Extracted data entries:
***
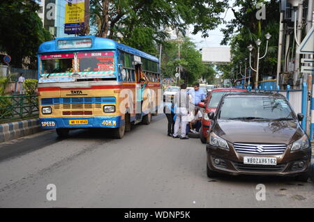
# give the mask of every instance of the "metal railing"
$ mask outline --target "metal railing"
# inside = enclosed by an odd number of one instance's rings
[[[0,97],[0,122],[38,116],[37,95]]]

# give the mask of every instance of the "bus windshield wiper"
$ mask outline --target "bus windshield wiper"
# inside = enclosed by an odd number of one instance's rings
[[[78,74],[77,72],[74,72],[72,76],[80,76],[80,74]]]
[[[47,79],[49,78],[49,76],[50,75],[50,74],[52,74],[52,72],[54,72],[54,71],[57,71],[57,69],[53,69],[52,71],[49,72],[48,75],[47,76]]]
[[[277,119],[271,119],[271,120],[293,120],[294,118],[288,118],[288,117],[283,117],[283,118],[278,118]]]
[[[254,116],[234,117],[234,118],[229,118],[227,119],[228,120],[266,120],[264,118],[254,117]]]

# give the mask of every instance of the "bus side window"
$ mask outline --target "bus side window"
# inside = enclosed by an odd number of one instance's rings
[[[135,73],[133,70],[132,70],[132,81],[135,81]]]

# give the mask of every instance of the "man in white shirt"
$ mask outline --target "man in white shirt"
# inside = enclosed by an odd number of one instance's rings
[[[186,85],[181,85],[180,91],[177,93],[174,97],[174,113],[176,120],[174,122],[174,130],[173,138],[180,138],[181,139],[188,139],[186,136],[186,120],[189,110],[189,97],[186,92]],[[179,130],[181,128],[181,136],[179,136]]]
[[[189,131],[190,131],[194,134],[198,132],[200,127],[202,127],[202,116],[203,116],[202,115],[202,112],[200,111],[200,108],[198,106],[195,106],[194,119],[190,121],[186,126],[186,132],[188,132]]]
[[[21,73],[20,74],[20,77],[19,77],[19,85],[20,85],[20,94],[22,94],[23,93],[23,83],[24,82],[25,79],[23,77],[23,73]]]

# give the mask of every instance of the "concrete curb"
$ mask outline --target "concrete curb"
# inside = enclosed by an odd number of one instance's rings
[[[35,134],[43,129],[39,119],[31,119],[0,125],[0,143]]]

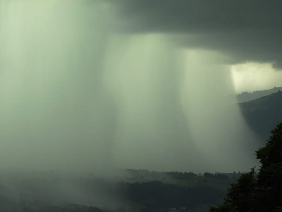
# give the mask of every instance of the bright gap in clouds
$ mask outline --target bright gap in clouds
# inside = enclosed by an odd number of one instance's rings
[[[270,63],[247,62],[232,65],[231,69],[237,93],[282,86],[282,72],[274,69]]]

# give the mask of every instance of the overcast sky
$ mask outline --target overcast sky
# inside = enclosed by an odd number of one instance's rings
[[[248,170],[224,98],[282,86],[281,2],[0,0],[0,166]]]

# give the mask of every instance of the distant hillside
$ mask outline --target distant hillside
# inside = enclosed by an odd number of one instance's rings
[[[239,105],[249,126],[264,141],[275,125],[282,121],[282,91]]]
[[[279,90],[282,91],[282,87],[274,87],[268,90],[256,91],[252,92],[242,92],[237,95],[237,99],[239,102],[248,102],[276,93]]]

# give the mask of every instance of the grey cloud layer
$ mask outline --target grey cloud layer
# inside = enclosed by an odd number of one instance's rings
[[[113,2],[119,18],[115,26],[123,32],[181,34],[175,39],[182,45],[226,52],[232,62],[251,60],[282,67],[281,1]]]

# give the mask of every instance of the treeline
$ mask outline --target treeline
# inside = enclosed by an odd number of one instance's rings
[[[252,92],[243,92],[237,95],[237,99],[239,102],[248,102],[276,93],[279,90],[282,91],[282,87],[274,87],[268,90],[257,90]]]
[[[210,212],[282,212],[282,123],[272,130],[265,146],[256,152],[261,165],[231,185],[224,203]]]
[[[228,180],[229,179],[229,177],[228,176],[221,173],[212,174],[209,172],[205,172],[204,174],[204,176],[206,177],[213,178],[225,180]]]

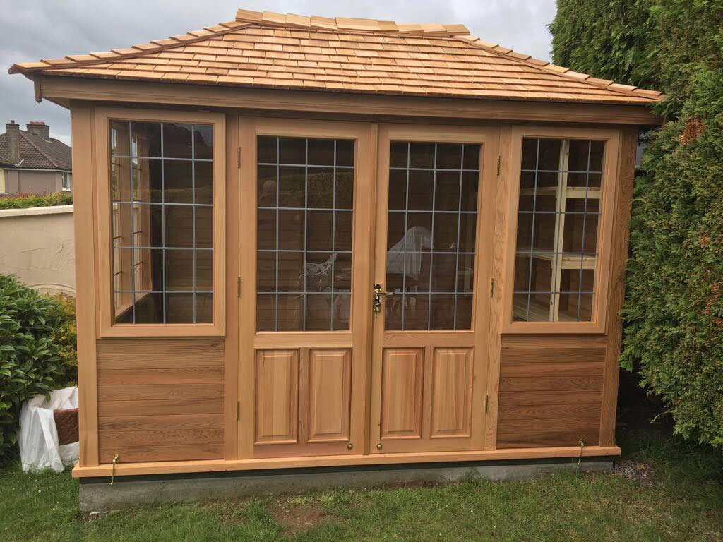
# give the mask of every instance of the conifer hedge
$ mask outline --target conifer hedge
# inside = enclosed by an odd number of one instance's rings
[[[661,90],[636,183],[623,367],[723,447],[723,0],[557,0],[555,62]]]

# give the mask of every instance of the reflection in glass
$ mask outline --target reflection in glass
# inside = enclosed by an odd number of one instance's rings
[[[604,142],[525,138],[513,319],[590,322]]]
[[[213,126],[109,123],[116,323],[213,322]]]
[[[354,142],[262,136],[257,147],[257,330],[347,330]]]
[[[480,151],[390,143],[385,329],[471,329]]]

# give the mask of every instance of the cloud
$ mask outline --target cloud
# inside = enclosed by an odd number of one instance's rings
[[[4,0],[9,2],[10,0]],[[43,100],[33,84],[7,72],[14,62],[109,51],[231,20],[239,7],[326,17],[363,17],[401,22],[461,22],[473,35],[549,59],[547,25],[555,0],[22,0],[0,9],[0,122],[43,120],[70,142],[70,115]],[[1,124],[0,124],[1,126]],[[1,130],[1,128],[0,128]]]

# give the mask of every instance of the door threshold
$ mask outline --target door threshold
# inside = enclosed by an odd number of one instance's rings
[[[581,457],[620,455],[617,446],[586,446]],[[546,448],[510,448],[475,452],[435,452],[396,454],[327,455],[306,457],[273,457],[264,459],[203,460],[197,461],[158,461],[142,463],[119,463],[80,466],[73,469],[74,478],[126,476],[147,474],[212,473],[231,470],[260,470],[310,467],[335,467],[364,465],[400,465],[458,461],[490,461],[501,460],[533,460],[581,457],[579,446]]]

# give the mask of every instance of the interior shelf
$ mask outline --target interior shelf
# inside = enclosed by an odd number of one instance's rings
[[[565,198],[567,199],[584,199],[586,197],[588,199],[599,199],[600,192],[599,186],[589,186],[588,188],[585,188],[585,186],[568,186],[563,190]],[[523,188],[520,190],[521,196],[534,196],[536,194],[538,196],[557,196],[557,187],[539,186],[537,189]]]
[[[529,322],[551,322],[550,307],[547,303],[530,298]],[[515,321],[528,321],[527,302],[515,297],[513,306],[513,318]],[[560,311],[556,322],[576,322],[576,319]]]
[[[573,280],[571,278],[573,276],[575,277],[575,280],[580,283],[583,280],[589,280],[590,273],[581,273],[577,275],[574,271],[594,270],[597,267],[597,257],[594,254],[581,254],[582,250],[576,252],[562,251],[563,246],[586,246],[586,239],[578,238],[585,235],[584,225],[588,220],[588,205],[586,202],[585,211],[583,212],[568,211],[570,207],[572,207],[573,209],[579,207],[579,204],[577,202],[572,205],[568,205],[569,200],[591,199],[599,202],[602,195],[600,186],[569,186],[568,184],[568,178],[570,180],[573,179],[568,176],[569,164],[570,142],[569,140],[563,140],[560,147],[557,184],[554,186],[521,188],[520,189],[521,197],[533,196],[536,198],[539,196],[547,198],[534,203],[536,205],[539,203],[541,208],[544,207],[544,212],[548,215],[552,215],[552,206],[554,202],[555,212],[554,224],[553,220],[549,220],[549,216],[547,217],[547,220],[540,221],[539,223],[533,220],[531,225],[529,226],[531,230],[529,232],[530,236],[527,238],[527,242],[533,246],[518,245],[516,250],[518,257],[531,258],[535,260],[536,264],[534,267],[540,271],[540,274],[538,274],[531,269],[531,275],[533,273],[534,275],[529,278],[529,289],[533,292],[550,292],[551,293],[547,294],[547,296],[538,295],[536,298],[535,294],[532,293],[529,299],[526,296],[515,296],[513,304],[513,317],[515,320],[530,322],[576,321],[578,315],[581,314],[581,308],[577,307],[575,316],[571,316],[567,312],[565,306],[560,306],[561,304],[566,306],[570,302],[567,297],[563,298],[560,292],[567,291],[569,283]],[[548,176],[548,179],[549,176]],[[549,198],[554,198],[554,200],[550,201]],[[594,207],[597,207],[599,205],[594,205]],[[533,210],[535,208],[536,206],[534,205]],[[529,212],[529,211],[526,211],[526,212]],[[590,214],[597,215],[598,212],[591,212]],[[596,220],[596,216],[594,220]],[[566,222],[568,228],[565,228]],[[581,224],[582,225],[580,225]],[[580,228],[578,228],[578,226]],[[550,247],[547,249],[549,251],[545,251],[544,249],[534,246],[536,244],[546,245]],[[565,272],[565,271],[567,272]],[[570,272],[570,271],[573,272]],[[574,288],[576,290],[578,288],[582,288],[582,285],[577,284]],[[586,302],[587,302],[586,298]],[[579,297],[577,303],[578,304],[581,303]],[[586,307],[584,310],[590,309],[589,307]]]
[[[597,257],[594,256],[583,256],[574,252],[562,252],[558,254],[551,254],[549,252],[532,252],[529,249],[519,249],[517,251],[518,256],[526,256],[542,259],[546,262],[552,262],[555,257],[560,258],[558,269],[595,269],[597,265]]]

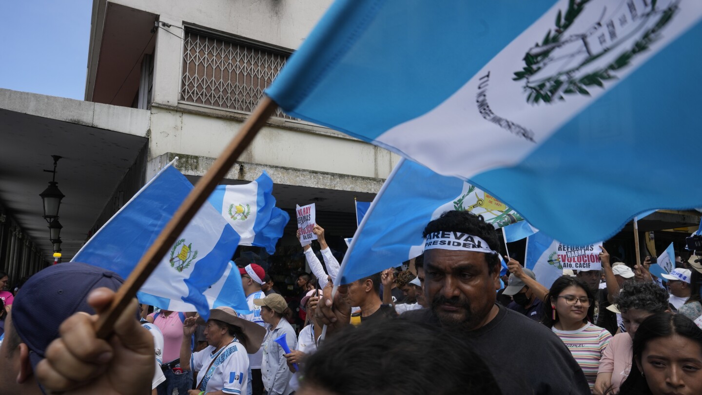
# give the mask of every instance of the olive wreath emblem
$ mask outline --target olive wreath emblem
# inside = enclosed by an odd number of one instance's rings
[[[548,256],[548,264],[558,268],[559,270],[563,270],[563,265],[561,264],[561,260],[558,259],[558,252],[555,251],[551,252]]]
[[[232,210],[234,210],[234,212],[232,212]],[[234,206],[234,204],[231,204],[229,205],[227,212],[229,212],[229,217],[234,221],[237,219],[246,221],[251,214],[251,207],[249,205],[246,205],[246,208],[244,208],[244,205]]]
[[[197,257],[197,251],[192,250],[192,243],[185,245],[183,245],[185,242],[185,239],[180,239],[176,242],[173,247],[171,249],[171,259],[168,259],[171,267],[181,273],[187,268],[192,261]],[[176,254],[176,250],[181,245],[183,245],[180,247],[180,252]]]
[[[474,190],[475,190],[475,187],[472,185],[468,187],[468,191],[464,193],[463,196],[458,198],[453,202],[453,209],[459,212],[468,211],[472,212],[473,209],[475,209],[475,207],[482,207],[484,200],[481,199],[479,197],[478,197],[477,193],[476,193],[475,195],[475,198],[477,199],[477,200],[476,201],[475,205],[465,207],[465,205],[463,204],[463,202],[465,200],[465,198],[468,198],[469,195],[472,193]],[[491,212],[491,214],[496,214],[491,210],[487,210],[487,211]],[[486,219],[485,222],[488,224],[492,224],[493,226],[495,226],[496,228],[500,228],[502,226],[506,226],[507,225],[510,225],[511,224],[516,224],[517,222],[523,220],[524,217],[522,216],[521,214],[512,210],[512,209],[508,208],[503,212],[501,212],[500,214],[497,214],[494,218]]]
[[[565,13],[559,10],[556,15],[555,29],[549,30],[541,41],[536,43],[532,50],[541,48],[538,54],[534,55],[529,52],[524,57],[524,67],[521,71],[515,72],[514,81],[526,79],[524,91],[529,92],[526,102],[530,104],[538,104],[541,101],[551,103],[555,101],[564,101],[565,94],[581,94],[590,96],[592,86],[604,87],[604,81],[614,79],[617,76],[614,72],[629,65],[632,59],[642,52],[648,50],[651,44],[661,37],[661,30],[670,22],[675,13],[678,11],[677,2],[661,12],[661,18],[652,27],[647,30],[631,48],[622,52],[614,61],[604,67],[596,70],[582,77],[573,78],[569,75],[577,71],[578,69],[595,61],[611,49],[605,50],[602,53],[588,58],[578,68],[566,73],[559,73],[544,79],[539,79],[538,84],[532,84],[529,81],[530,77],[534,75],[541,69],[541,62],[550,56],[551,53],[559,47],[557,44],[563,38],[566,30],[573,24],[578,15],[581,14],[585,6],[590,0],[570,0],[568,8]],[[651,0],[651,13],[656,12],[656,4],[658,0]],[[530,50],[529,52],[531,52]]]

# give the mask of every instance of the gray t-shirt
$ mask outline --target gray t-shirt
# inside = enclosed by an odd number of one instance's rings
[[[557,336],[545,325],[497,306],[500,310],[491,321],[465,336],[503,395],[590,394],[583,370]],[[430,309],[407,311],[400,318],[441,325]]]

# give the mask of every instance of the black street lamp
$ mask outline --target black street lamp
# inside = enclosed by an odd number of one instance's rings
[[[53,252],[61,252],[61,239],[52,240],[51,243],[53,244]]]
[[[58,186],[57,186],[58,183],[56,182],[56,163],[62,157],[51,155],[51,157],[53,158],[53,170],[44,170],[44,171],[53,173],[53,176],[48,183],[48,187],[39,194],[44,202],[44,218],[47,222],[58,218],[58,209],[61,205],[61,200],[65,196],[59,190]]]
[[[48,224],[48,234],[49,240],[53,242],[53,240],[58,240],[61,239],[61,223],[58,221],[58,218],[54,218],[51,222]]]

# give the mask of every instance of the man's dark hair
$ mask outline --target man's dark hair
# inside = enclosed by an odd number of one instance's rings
***
» Written instruction
Please copy the material starting at the line containing "# give the mask of every instance of the man's" and ending at the end of the material, changing "dark" to "black" and keeping everything else the same.

» Solution for this exercise
# give the mask of every instance of the man's black hair
$ mask outline --target man's black hair
# inside = enclosed by an odd number of one instance's rings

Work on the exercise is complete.